** start of DATA EXCERPTS **

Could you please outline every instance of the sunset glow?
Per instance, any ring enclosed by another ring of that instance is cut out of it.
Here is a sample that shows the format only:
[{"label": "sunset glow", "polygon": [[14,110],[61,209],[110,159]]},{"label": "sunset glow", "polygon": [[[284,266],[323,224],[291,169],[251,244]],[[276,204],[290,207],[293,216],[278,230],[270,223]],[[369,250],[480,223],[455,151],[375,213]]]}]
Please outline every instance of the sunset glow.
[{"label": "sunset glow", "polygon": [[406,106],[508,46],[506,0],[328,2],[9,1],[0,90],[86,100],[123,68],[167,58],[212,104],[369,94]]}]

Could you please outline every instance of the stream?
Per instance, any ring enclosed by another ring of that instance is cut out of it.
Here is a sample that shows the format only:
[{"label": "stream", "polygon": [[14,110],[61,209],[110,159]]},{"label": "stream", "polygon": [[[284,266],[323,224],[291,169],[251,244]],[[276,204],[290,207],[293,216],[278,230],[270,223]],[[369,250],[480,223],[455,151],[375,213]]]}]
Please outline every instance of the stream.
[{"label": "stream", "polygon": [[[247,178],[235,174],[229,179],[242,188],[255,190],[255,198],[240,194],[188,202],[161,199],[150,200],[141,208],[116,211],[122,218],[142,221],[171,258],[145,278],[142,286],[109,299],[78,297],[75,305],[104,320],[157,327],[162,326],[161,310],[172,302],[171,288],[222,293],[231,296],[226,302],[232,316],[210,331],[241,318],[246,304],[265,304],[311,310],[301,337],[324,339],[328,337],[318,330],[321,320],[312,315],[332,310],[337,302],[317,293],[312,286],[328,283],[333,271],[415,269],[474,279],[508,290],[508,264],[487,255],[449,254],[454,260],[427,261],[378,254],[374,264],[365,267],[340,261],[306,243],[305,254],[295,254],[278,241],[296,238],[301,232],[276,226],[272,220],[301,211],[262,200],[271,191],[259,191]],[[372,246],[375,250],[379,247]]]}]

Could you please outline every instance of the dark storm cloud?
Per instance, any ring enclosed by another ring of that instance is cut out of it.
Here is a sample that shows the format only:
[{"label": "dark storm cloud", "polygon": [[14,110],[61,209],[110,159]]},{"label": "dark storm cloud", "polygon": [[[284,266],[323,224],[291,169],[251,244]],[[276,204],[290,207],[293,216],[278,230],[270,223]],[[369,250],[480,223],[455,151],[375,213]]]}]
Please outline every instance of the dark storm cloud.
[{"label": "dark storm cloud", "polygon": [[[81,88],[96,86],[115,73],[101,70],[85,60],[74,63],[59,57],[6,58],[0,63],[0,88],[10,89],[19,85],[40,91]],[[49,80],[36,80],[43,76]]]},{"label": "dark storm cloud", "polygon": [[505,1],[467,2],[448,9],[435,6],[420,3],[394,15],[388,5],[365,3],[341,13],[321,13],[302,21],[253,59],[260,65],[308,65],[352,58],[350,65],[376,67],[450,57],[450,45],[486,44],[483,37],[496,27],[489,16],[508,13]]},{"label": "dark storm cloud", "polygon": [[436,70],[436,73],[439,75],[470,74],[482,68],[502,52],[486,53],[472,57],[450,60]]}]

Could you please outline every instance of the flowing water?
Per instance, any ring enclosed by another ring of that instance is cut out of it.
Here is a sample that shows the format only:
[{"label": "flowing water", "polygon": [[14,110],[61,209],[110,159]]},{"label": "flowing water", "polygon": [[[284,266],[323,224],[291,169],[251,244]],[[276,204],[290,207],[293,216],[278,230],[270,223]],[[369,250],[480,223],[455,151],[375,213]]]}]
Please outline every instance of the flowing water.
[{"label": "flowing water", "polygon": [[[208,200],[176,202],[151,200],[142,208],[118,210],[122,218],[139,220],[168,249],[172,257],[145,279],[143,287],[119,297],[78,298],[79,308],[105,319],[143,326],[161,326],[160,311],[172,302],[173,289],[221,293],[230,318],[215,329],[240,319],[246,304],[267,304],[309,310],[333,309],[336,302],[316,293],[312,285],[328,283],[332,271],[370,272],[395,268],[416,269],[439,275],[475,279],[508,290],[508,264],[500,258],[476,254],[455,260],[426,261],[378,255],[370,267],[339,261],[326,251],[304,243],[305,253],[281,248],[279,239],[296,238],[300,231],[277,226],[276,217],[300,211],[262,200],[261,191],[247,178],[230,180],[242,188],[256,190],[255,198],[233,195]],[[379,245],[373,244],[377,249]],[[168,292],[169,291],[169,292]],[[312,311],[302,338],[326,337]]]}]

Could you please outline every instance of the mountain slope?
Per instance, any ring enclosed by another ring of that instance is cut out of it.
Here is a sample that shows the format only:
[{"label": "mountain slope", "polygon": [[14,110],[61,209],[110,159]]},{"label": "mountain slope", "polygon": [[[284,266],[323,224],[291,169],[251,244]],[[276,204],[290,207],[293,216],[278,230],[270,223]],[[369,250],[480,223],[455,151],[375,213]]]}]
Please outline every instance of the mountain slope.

** end of DATA EXCERPTS **

**TASK INSTRUCTIONS**: Rewrite all the rows above, replacing the word "outline" with "trace" wherever it occurs and leaving everything else unchanged.

**EXPECTED ANSWER**:
Could you please trace every instance of the sunset glow?
Per instance, any ring enclosed by another ring of that instance is cut out of it.
Here is a sample that shows the format only:
[{"label": "sunset glow", "polygon": [[14,110],[61,209],[110,159]]},{"label": "sunset glow", "polygon": [[[284,266],[323,224],[291,169],[251,244]],[[276,204],[290,207],[293,216],[278,230],[270,223]],[[369,250],[480,223],[455,151],[375,213]]]}]
Please trace every instance of the sunset glow.
[{"label": "sunset glow", "polygon": [[406,106],[508,46],[506,0],[328,2],[9,1],[0,90],[86,100],[123,68],[167,58],[212,104],[369,94]]}]

Could you please trace every instance of the stream?
Per instance, any ring enclosed by another ring of that instance is cut out of it.
Here is a sample that shows the format only:
[{"label": "stream", "polygon": [[14,110],[61,209],[110,159]]},{"label": "stream", "polygon": [[[284,266],[323,224],[291,169],[251,244]],[[276,204],[290,207],[293,216],[278,230],[270,223]],[[369,250],[480,223],[455,151],[375,213]]]}]
Please trace every instance of the stream.
[{"label": "stream", "polygon": [[[247,178],[235,174],[229,179],[242,188],[255,190],[255,198],[240,194],[188,202],[161,199],[150,200],[141,208],[116,211],[122,218],[142,221],[171,258],[145,278],[142,286],[109,299],[78,297],[75,305],[104,320],[157,327],[162,326],[161,310],[172,302],[171,288],[222,293],[231,296],[226,302],[232,316],[210,331],[241,318],[246,304],[265,304],[311,310],[301,337],[324,339],[328,337],[318,330],[321,320],[312,315],[332,310],[337,302],[317,293],[312,286],[328,283],[333,271],[415,269],[474,279],[508,290],[508,264],[487,255],[449,254],[454,260],[427,261],[378,254],[374,264],[365,267],[340,261],[306,243],[305,254],[295,254],[278,241],[296,238],[301,232],[276,226],[272,220],[301,211],[262,200],[271,191],[259,191]],[[372,246],[375,250],[379,247]]]}]

Could you please trace every instance of the dark storm cloud?
Per instance, any ring enclosed by another ring of that instance is cut out of it.
Here is a sample that shows the format only:
[{"label": "dark storm cloud", "polygon": [[14,110],[61,209],[110,159]]},{"label": "dark storm cloud", "polygon": [[[284,266],[323,224],[291,169],[251,244]],[[276,204],[290,207],[293,216],[278,230],[270,223]],[[369,250],[480,223],[455,151],[375,213]]]}]
Please trace every instance of the dark storm cloud.
[{"label": "dark storm cloud", "polygon": [[[81,88],[96,86],[115,73],[101,70],[85,60],[74,63],[59,57],[6,58],[0,63],[0,88],[10,89],[19,85],[40,91]],[[49,80],[36,80],[43,76]]]},{"label": "dark storm cloud", "polygon": [[505,1],[467,2],[448,9],[435,6],[420,3],[394,15],[388,5],[365,3],[341,13],[321,13],[302,21],[253,59],[260,65],[308,65],[352,58],[350,65],[376,67],[450,57],[450,45],[486,44],[483,37],[496,27],[489,16],[508,13]]},{"label": "dark storm cloud", "polygon": [[436,70],[436,73],[439,75],[470,74],[482,68],[502,52],[486,53],[472,57],[450,60]]}]

Could you please trace every instance of the flowing water?
Per instance, any ring enclosed by another ring of that instance is cut out of it.
Here is a sample that shows the format only:
[{"label": "flowing water", "polygon": [[14,110],[61,209],[110,159]]},{"label": "flowing water", "polygon": [[[284,266],[323,224],[291,169],[251,244]],[[276,204],[290,207],[293,216],[278,230],[270,223]],[[369,250],[480,223],[455,151],[375,213]]]}]
Please trace every instance of the flowing water.
[{"label": "flowing water", "polygon": [[[208,200],[176,202],[151,200],[142,208],[118,210],[122,218],[139,220],[168,249],[172,257],[145,279],[143,287],[119,297],[78,298],[79,308],[105,319],[143,326],[161,326],[160,311],[172,302],[173,289],[221,293],[230,318],[215,329],[240,319],[246,304],[267,304],[309,310],[333,309],[336,302],[316,293],[312,285],[328,283],[332,271],[370,272],[395,268],[416,269],[439,275],[475,279],[508,290],[508,264],[500,258],[476,254],[455,260],[426,261],[378,255],[370,267],[339,261],[326,251],[304,243],[305,253],[281,248],[279,239],[296,238],[300,231],[277,226],[276,217],[300,211],[262,200],[261,191],[247,178],[230,180],[242,188],[256,190],[255,198],[233,195]],[[379,245],[373,244],[377,249]],[[168,292],[169,291],[169,292]],[[312,311],[302,338],[326,337]]]}]

Could you please trace every instance of the mountain slope?
Per instance, any ring enclosed by another ring of that instance is cut out of it.
Here is a sample that shows the format only:
[{"label": "mountain slope", "polygon": [[14,110],[61,209],[110,159]]},{"label": "mountain slope", "polygon": [[[284,266],[323,224],[291,169],[251,244]],[[276,204],[290,207],[293,216],[278,230],[270,223]],[[369,250],[480,223],[455,151],[375,213]]]}]
Please trace every instance of the mountain slope.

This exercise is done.